• **Directions for this task**
Work through the entries below and show every line in which "mask" is found.

- - -

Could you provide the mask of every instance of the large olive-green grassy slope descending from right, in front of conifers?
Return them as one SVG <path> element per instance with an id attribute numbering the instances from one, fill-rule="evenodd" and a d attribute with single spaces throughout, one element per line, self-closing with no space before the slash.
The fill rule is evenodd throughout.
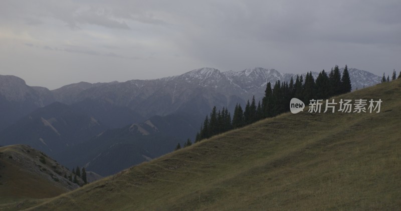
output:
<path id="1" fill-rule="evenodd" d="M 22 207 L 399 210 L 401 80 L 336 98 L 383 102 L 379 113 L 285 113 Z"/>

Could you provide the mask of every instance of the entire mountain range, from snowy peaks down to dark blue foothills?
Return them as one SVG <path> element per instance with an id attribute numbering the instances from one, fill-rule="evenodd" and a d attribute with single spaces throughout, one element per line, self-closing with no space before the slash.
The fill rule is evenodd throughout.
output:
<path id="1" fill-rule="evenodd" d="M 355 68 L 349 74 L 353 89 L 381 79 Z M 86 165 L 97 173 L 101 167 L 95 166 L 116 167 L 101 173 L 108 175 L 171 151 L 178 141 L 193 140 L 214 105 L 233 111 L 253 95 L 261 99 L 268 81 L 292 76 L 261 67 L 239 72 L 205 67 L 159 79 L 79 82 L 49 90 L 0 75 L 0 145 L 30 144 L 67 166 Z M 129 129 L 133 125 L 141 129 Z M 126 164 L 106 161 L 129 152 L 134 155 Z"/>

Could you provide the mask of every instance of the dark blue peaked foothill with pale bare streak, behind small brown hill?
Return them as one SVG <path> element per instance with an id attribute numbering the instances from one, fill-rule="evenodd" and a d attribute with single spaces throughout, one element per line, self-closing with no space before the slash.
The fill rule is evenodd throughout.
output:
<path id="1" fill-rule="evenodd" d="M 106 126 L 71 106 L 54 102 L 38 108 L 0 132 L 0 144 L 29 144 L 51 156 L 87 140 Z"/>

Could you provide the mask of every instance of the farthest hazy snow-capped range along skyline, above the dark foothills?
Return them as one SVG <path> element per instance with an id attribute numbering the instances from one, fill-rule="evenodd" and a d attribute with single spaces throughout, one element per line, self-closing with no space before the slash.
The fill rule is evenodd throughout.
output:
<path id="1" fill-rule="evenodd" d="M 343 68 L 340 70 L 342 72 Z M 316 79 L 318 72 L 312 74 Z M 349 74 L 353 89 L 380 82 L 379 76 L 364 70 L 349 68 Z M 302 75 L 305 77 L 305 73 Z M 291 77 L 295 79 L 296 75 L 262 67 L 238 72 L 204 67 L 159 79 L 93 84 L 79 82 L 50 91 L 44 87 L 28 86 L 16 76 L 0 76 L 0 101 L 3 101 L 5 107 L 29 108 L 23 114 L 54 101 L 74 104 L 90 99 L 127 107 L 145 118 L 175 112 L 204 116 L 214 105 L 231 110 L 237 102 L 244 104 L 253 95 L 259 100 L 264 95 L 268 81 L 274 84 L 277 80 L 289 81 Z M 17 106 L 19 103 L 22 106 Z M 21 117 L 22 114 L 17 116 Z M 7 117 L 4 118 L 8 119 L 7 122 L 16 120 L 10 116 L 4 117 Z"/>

- - -

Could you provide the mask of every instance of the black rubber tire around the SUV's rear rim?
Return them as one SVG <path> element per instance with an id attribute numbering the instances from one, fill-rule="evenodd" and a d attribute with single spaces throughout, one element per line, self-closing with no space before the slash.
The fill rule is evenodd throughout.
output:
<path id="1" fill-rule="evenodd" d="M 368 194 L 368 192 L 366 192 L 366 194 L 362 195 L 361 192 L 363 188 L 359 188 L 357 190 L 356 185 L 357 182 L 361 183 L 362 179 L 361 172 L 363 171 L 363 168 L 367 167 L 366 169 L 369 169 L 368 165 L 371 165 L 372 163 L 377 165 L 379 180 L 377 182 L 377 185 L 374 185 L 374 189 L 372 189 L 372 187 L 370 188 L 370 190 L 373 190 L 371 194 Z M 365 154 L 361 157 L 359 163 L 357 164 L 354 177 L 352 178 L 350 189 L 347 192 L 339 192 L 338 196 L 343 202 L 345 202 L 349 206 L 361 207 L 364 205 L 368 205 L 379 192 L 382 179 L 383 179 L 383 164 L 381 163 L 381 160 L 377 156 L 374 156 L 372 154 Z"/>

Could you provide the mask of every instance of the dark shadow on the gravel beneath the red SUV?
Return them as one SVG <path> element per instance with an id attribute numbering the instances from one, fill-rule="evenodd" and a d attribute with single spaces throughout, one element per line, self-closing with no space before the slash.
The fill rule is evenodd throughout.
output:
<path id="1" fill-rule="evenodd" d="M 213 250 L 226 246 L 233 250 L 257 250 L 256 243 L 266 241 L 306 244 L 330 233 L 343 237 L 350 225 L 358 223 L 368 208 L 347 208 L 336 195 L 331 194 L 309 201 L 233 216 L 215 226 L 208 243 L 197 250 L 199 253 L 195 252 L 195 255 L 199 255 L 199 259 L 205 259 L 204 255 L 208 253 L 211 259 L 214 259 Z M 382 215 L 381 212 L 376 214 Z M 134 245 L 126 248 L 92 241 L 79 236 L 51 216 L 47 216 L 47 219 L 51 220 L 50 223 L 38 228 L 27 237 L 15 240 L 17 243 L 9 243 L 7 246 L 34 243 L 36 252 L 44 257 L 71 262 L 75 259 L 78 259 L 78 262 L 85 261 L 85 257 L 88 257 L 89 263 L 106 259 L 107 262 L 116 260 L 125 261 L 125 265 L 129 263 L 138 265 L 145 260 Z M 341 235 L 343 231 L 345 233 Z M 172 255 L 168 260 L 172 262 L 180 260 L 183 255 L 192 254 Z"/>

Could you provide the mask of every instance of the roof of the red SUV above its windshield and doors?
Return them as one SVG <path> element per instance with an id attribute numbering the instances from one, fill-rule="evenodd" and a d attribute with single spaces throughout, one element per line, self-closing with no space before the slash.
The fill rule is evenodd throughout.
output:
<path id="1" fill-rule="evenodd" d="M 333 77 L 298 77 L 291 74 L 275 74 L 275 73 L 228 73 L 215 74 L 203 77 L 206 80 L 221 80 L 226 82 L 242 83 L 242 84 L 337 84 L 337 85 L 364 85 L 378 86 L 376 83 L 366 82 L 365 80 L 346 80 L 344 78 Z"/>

- - -

• **Result for this task**
Could you provide the mask of every instance of the large olive-green grassy slope descending from right, in front of conifers?
Could you provide the mask of every instance of the entire mountain range, from snowy peaks down to dark blue foothills?
Could you provide the mask of every instance of the dark blue peaked foothill with pale bare streak, behind small brown hill?
Could you provide the mask of every instance of the farthest hazy snow-capped range along skyline, above the dark foothills?
Could you provide the mask of every instance of the black rubber tire around the SUV's rear rim?
Could you provide the mask of every instance of the dark shadow on the gravel beneath the red SUV?
Could you provide the mask of every instance of the roof of the red SUV above its windshield and doors?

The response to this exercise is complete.